What you will do: Only lines holding "column" are wanted; copy each of them from the records below.

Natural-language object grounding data
#####
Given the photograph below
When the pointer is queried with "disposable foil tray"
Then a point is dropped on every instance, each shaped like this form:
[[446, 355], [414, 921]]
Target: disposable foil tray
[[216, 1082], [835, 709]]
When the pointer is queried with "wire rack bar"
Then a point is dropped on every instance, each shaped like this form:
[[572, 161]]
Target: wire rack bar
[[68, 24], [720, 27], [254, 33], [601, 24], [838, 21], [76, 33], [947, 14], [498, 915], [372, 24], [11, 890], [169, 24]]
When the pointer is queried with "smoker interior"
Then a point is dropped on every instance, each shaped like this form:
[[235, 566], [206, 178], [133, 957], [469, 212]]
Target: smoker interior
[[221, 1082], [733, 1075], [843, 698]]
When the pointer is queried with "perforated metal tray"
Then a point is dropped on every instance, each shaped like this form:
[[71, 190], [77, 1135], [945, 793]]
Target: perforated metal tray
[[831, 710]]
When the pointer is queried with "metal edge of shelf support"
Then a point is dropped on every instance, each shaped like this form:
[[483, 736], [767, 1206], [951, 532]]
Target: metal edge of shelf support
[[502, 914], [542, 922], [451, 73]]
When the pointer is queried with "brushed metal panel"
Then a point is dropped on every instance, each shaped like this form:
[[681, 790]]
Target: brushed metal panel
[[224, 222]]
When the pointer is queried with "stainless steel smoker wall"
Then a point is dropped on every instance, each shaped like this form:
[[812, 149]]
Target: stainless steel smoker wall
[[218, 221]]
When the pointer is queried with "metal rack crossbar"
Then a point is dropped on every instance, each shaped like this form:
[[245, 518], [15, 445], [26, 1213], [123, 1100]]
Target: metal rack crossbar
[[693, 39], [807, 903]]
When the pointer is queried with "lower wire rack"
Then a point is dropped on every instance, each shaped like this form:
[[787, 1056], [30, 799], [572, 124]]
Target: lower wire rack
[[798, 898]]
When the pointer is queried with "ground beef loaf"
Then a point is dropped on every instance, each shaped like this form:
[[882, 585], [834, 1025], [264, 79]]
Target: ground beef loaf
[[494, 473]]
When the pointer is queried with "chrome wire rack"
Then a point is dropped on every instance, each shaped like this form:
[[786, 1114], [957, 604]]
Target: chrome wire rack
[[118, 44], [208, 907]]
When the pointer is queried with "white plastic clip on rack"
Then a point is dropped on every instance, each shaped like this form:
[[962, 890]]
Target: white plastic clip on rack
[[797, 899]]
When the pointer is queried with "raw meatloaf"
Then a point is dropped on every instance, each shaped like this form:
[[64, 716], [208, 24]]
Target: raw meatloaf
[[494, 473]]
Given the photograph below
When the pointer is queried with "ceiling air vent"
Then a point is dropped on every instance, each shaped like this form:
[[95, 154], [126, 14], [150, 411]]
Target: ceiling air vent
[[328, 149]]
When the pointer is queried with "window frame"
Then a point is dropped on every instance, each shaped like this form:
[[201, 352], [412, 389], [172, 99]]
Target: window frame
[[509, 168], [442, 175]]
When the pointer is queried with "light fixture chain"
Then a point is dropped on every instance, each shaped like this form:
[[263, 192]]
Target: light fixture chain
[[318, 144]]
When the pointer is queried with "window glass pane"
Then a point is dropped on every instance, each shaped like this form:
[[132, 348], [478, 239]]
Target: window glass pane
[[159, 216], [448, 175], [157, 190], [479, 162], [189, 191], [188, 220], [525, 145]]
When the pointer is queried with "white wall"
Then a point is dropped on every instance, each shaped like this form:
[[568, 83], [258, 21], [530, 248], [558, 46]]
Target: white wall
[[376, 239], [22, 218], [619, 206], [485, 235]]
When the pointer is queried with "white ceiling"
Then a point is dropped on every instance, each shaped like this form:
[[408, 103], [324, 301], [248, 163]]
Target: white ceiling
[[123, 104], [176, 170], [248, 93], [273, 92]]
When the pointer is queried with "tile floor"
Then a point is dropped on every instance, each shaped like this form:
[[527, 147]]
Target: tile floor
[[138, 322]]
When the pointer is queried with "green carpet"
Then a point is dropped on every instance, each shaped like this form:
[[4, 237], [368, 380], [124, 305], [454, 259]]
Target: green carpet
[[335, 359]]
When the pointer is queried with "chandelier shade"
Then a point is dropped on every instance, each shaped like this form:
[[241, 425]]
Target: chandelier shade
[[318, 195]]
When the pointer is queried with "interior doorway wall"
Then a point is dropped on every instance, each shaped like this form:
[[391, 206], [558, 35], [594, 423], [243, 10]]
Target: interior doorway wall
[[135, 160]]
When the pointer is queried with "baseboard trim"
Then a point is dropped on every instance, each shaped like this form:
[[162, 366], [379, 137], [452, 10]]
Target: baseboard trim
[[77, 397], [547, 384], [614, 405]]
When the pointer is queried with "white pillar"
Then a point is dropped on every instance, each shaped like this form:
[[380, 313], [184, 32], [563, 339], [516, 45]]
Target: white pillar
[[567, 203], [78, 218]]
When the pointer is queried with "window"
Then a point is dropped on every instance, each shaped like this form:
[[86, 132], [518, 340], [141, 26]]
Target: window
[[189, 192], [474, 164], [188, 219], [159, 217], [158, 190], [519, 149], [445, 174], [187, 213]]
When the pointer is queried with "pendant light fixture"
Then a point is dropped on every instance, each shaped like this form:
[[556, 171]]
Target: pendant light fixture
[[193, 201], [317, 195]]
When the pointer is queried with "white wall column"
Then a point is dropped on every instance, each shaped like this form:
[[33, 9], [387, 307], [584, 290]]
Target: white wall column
#####
Answer section:
When the pointer is queried with "white wall column"
Target: white wall column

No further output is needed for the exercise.